Given information>
☆ ☆ ☆ ☆ ☆
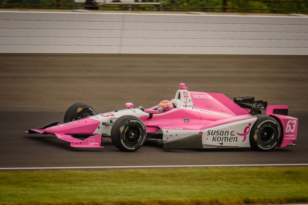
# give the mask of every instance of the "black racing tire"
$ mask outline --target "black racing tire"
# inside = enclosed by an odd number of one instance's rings
[[[111,140],[119,149],[132,152],[144,144],[147,130],[142,120],[134,116],[124,115],[118,118],[111,128]]]
[[[72,105],[68,108],[64,115],[63,121],[66,123],[97,114],[97,112],[91,105],[84,103],[79,102]]]
[[[281,137],[280,125],[274,119],[264,115],[257,117],[249,136],[253,149],[261,152],[269,151],[276,147]]]

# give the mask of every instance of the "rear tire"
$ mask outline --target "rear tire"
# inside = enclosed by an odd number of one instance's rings
[[[146,128],[142,120],[124,115],[116,120],[111,128],[111,140],[118,149],[132,152],[139,149],[145,141]]]
[[[264,115],[256,115],[257,121],[253,126],[249,136],[250,147],[257,151],[273,149],[281,137],[280,126],[276,120]]]

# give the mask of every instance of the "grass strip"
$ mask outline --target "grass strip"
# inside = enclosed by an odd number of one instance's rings
[[[308,203],[308,167],[0,172],[0,204]]]

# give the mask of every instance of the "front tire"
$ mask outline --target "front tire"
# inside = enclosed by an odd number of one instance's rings
[[[273,149],[281,137],[280,126],[276,120],[264,115],[256,115],[257,121],[253,124],[249,136],[250,147],[257,151]]]
[[[144,143],[147,130],[140,119],[130,115],[119,117],[111,128],[111,140],[119,149],[132,152],[139,149]]]
[[[68,108],[64,115],[63,121],[66,123],[97,114],[97,112],[91,105],[84,103],[79,102]]]

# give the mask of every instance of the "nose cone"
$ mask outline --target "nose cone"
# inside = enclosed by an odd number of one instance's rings
[[[67,135],[92,135],[100,124],[100,121],[86,118],[75,121],[59,124],[44,130],[50,134]]]

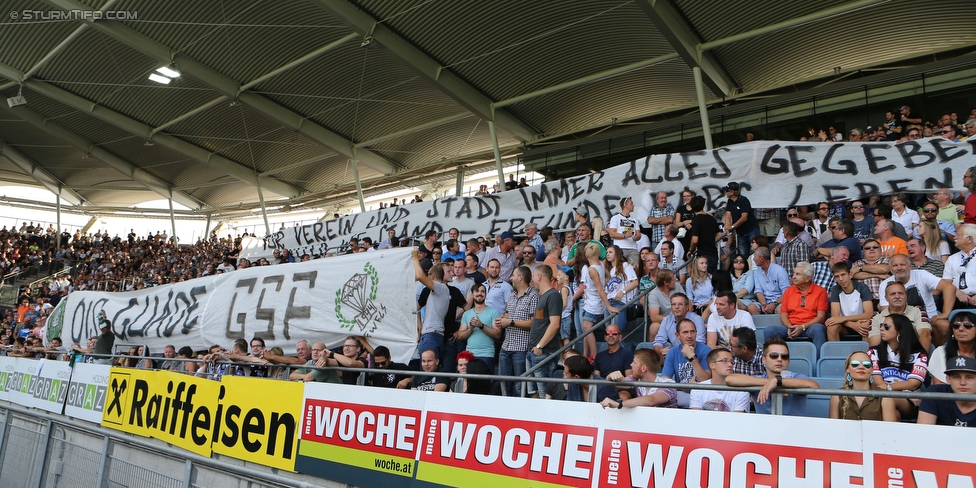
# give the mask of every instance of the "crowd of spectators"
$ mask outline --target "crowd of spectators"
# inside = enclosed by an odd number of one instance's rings
[[[810,129],[803,139],[903,142],[935,134],[959,141],[976,133],[976,109],[965,123],[955,114],[937,123],[923,122],[907,106],[897,113],[889,112],[878,127],[852,129],[847,138],[828,127]],[[970,264],[976,252],[974,180],[976,167],[966,172],[966,191],[961,193],[938,189],[785,209],[753,208],[740,184],[730,182],[723,189],[727,204],[717,212],[706,211],[705,199],[687,189],[674,202],[664,192],[655,193],[650,209],[638,210],[634,199],[625,197],[619,213],[606,222],[579,210],[574,232],[529,224],[522,235],[502,232],[464,240],[457,229],[446,236],[430,231],[413,253],[420,313],[418,347],[410,364],[392,363],[386,347],[374,347],[361,337],[347,337],[333,350],[322,342],[302,341],[296,344],[297,356],[266,350],[259,337],[240,339],[229,349],[214,345],[209,351],[167,346],[161,358],[137,347],[117,364],[214,378],[234,374],[508,395],[518,395],[521,387],[470,378],[455,383],[436,373],[521,375],[536,368],[537,377],[621,384],[590,391],[586,385],[528,382],[525,393],[532,397],[589,399],[604,408],[750,410],[748,399],[728,392],[689,394],[680,388],[628,385],[641,380],[674,382],[676,387],[708,382],[762,387],[753,395],[752,408],[767,413],[773,390],[818,386],[787,369],[789,342],[811,341],[819,351],[827,341],[855,339],[871,347],[849,358],[846,388],[914,391],[948,382],[953,391],[971,391],[965,384],[973,380],[967,368],[976,373],[971,367],[976,363],[970,361],[976,356],[976,316],[957,314],[950,322],[950,313],[976,306],[976,286],[968,286],[976,284],[976,265]],[[511,183],[518,187],[514,178]],[[99,233],[76,234],[56,252],[51,237],[51,229],[0,231],[5,244],[17,251],[16,258],[13,251],[5,253],[3,263],[68,260],[76,269],[70,278],[53,281],[46,297],[23,296],[21,309],[4,318],[11,332],[16,324],[36,332],[57,300],[101,282],[116,283],[106,291],[132,290],[251,265],[236,259],[240,239],[229,237],[175,246],[165,235],[138,238],[132,233],[126,239],[109,239]],[[346,252],[415,244],[391,232],[375,245],[369,238],[354,239]],[[296,259],[283,251],[273,262],[315,257]],[[265,264],[271,263],[254,263]],[[634,297],[652,284],[655,289],[635,303]],[[598,349],[591,334],[581,354],[570,349],[558,362],[544,361],[613,314],[602,334],[605,350]],[[774,314],[781,322],[764,330],[765,344],[756,341],[752,317],[759,314]],[[633,334],[638,330],[635,324],[645,320],[648,335],[631,341],[644,343],[633,350],[623,336]],[[86,348],[64,348],[53,341],[44,347],[31,332],[3,340],[20,341],[8,348],[15,355],[85,355],[85,360],[96,361],[90,354],[105,353],[110,335],[103,334]],[[434,375],[378,371],[361,376],[317,369],[333,366],[413,369]],[[785,413],[804,415],[805,397],[788,398]],[[888,400],[892,399],[838,397],[831,415],[935,419],[935,414],[926,414],[936,410],[932,405],[923,403],[920,414],[916,403]],[[942,409],[939,415],[943,410],[954,412],[956,424],[976,425],[967,420],[973,417],[973,406],[962,402],[957,410]]]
☆ ☆ ☆ ☆ ☆
Work to do>
Which lines above contain the string "tire", with case counting? Copy each of those lines in full.

Response to the exercise>
# give the mask of every instance of the "black racing tire"
$ mask outline --target "black racing tire"
# give the mask of every instance of the "rear tire"
$ mask outline --target "rear tire"
# give the mask of every instance of the "front tire"
$ mask outline --target "front tire"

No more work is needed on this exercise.